Excerpted text:
Judgment affirmed in part and reversed in part, and conviction vacated in part.
Notes
. The state produced other Royalton Automotive work orders with Pawloski’s name on them. Two had been signed or initialed by him; two had not.
. Pawloski was also convicted of breaking and entering. See R.C. 2911.13(A). However, if both theft convictions were overturned, the breaking-and-entering conviction could not stand alone.
. Ohio Adm.Code 109:4-3-13 states: “(A) It shall be а deceptive act or practice in connection with a consumer transaction involving the performance of either repairs or any service upon a motor vehicle where the anticipated cost exceeds twenty-five dollars and there has been face to face contact at the supplier’s place of business during the hours suсh repairs or services are offered, between the consumer or his representative and the supplier or his representative, prior to the commencement of the repair or service for a supplier to: (1) Fail, at the time of the initial face to face contact and prior to the commencement of any repair or service, to provide the consumer with a form which indicates the date, the identity of the supplier, the consumer’s name and telephone number, the reasonably anticipated completion date and, if requested by the consumer, the anticipated cost of the repair or service.”

Things to do:
- a) Transcribe the part of the notes to the Pawloski opinion that begins at the words "Judgment affirmed in" and stops after the words "two had not.".
- b) Answer these questions from the notes to the Pawloski opinion:
(i) Of the other Royalton Automotive work orders the state produced, how many had been signed or initialed by Pawloski?
(ii) Besides theft, what other offense was Pawloski convicted of?
(iii) Under the quoted Ohio Administrative Code provision, what anticipated cost must a repair or service exceed for the rule to apply?
- c) Resume the notes to the Pawloski opinion after their last sentence.

Data supplied:
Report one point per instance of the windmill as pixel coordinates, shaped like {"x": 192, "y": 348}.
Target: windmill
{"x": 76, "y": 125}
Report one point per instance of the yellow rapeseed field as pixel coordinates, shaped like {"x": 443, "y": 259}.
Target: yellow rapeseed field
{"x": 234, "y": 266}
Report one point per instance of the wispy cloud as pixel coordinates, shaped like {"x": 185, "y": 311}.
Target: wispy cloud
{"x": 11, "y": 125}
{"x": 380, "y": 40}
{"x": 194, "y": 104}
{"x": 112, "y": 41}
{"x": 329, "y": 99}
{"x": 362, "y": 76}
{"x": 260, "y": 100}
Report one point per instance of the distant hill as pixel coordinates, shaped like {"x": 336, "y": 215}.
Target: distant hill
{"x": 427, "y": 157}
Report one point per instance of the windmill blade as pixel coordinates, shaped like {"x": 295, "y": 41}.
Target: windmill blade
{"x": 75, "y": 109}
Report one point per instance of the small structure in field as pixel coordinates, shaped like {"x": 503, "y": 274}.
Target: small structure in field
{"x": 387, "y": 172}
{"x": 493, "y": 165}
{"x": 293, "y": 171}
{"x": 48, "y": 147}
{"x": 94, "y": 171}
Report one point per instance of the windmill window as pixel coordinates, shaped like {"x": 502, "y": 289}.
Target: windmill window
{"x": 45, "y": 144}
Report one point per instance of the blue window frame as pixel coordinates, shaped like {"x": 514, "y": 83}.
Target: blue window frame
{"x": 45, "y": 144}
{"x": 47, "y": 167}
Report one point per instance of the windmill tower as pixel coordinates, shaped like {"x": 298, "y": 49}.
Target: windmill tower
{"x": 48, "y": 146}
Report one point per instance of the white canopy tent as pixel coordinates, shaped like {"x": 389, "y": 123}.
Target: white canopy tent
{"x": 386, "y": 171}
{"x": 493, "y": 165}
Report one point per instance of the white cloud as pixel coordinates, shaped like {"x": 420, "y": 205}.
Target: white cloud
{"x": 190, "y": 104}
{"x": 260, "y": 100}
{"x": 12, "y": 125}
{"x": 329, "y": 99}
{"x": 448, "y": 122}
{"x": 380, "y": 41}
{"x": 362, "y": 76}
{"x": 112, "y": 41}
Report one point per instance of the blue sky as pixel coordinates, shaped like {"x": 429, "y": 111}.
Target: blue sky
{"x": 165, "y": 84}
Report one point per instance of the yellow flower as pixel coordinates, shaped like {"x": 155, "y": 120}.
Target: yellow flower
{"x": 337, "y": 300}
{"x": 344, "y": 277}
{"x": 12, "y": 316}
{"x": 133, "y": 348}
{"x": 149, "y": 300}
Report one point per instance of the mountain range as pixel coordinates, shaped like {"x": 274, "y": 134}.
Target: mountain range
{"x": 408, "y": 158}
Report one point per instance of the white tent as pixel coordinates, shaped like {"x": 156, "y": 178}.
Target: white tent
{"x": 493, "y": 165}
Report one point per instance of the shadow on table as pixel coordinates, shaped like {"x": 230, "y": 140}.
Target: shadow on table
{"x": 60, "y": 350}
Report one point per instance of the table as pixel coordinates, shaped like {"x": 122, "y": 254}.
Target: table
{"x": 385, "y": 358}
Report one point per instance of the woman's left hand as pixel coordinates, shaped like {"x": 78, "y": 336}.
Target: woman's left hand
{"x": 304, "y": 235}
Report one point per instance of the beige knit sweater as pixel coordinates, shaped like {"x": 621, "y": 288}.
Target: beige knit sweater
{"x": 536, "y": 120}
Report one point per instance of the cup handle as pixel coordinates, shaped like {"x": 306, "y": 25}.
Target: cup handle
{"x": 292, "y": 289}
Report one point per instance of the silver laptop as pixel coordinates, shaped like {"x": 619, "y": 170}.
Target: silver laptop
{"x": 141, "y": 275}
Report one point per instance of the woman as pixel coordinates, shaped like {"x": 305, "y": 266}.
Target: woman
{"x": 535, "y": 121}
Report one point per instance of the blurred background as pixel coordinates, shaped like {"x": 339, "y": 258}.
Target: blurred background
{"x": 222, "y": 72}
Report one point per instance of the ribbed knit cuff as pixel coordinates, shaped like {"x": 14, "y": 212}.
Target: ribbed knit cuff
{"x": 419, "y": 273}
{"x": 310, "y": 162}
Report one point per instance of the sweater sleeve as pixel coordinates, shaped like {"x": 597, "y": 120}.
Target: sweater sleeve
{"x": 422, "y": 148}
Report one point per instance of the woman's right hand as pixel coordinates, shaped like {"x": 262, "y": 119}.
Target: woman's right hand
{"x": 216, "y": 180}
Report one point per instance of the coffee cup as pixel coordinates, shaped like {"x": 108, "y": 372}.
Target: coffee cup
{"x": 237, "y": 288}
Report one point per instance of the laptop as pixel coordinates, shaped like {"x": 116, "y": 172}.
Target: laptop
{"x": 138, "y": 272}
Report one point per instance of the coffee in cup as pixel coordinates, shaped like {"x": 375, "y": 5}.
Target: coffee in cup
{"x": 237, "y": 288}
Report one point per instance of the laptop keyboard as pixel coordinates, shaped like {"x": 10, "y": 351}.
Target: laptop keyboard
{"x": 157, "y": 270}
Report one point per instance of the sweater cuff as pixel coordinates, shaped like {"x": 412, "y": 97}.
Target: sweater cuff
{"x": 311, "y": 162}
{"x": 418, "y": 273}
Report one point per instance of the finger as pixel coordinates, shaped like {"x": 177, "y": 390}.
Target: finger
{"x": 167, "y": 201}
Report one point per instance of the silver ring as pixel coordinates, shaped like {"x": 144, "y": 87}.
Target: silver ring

Results in order:
- a)
Judgment affirmed in part and reversed in part, and conviction vacated in part.
Notes
. The state produced other Royalton Automotive work orders with Pawloski’s name on them. Two had been signed or initialed by him; two had not.

- b)
(i) Two.
(ii) Breaking and entering.
(iii) Twenty-five dollars.

- c)
. We also note that the evidence showed that the car was inoperable рrior to the repairs being made. Had Pawloski not intended to deprive Stinnett of his services, he should have assumed that the car was not repaired and could not be driven off the lot.
. Although not in evidence, the state referred to a complaint made to the Better Business Bureau ("BBB”) by Pawloski against Royalton Automotive. The state introduced the response from Stinnett to the BBB and elicited from Stinnett that the complaint was dismissed.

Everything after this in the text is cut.